Required work »
Print the records below from the first line through the line containing "rough mask: <svg", both included, word for word.

[Stored items]
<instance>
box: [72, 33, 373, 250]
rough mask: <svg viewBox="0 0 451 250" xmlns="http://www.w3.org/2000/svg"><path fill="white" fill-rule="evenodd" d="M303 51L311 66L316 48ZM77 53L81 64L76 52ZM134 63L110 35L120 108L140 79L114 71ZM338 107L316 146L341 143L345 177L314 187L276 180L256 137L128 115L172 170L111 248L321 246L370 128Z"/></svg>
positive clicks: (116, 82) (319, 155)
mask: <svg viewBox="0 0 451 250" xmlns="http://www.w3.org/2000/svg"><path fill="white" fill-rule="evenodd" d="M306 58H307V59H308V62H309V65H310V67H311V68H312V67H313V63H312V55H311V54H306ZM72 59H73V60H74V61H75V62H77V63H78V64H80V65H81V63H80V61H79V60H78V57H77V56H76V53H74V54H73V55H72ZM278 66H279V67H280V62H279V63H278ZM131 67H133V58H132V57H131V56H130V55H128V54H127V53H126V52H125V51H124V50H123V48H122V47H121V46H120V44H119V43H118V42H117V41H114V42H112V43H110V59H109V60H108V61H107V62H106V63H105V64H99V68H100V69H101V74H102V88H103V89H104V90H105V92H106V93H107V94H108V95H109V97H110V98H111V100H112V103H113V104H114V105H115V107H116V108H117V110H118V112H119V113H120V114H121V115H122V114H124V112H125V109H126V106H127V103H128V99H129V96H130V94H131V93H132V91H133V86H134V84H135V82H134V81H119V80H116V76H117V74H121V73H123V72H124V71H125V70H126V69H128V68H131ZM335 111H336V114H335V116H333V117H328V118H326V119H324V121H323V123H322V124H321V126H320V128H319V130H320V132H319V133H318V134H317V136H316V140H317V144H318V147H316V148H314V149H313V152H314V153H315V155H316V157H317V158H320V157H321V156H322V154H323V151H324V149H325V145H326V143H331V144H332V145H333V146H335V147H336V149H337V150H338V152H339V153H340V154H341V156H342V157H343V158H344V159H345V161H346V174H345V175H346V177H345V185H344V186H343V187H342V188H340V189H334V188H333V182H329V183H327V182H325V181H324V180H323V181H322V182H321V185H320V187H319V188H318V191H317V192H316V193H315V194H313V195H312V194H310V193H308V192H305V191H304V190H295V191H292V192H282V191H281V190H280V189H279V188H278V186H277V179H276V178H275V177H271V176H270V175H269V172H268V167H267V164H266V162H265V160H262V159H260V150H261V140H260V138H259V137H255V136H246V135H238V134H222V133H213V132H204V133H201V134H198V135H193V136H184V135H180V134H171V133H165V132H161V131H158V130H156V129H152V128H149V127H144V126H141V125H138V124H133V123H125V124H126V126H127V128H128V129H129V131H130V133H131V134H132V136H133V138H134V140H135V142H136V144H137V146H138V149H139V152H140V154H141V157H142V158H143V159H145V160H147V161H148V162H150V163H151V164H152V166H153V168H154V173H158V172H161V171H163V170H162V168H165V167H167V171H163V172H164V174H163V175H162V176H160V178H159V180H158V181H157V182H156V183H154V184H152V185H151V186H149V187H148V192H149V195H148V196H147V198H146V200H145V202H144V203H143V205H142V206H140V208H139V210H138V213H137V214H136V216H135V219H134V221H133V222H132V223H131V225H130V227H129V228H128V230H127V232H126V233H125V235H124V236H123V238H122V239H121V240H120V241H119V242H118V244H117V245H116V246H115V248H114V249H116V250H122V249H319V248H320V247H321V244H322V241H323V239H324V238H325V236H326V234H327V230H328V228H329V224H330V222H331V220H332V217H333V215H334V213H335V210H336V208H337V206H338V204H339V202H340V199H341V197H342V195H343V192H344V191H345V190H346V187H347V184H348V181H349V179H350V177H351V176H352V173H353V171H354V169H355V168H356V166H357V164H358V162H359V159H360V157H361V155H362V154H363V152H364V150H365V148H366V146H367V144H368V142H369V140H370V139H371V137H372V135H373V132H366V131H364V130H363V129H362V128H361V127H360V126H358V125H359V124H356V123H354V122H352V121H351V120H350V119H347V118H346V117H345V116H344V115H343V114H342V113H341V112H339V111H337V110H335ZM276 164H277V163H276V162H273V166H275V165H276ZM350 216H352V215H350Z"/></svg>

Exercise solution »
<instance>
box: [72, 33, 373, 250]
rough mask: <svg viewBox="0 0 451 250" xmlns="http://www.w3.org/2000/svg"><path fill="white" fill-rule="evenodd" d="M303 51L311 66L316 48ZM77 53L81 64L76 52ZM134 63L110 35L120 108L140 79L114 71ZM338 107L316 146L341 143L345 177L314 187L276 180L256 137L128 115L172 170L111 248L321 246L370 128Z"/></svg>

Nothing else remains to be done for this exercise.